**Your goal:**
Pull out every line of the listing below that contains the string 'single', treating uppercase and lowercase letters as different.

**Input data:**

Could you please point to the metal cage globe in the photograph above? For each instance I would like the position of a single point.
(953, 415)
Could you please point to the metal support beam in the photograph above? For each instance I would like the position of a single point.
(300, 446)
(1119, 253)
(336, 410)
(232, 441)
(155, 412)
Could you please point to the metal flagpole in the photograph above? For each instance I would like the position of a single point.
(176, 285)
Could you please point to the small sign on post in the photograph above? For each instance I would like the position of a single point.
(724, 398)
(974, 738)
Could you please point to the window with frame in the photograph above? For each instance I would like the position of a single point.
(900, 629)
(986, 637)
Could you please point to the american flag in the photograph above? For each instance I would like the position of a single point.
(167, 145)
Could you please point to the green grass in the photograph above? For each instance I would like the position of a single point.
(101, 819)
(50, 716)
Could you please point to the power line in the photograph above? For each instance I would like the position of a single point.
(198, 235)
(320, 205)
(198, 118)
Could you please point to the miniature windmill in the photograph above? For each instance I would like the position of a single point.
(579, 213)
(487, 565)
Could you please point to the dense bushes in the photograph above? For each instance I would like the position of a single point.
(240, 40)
--
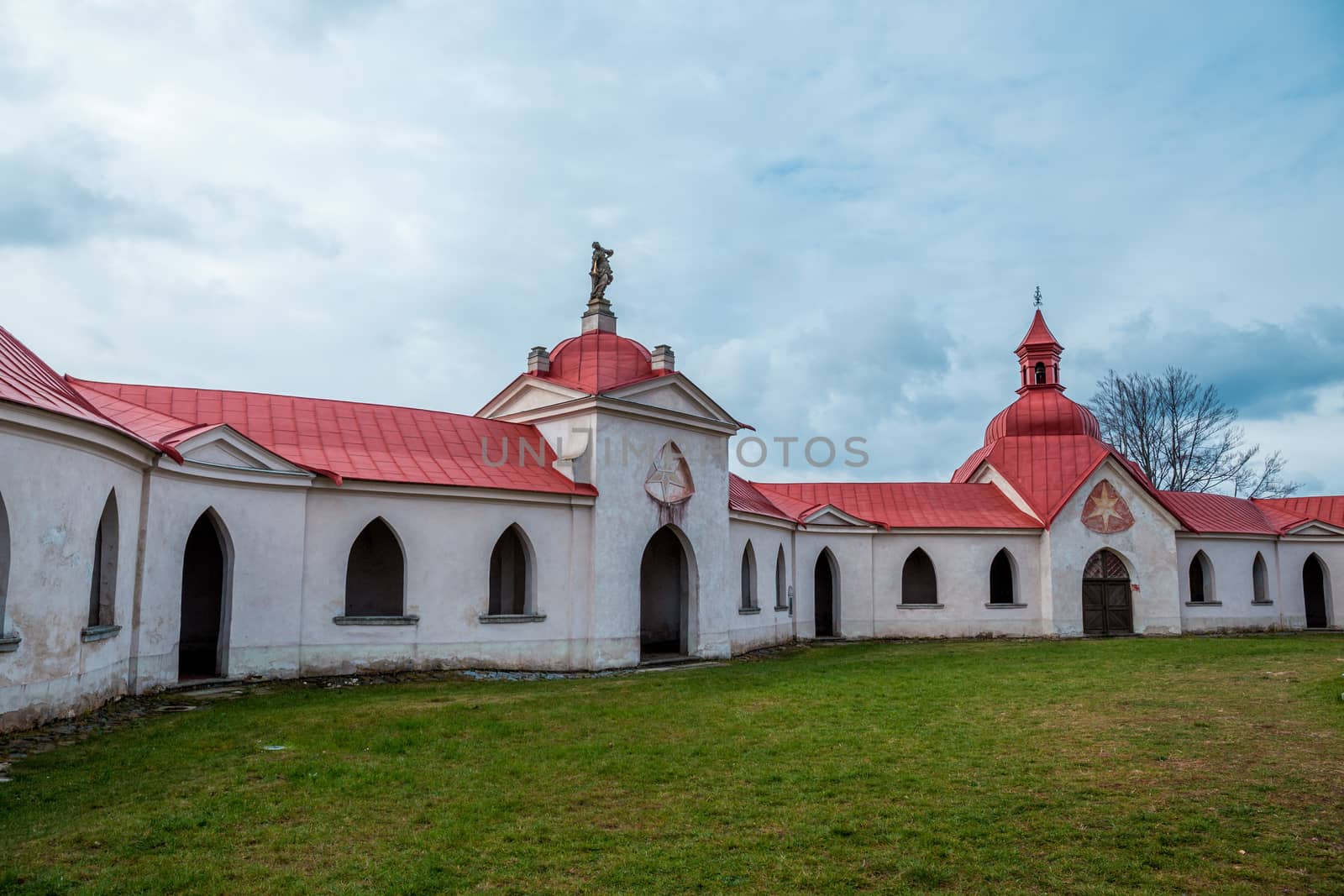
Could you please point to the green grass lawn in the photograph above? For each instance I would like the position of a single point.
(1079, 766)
--
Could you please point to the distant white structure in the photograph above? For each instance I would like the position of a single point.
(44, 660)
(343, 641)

**In response:**
Could you please point to the metal cage globe in the photograph above? For each instance I would like the position of a single point.
Could you please point to the metal support beam in the photograph above? For each instance I would like the position of a single point.
Could you please point to the metal flagpole in the photograph above? For each instance I would like the position of a single point.
Could you please point to the small sign on post in the photograph above? For each instance I would like the position of a single point.
Could you please point to the window with frame in the photograph above? For each instance I would like the position of a single point.
Could you please point to the american flag in the photograph above? For each instance I would like the position of a single point.
Could you please point to the green grass in the photograph above? For each instance I would like the position of a single point.
Could you please point to the power line in the photograph above? For each instance I would like the position of a single point.
Could you please point to the miniature windmill in the photograph above? For each instance I would like the position of a single point.
Could you please point to the dense bushes in the photograph above? For each instance I would like the position of a single point.
Could you please point to the green grass lawn in the photograph above? For each instance I would like the position of a single point.
Could you please point to the distant white structure in the photograph above? For each instance I would like the position of a single point.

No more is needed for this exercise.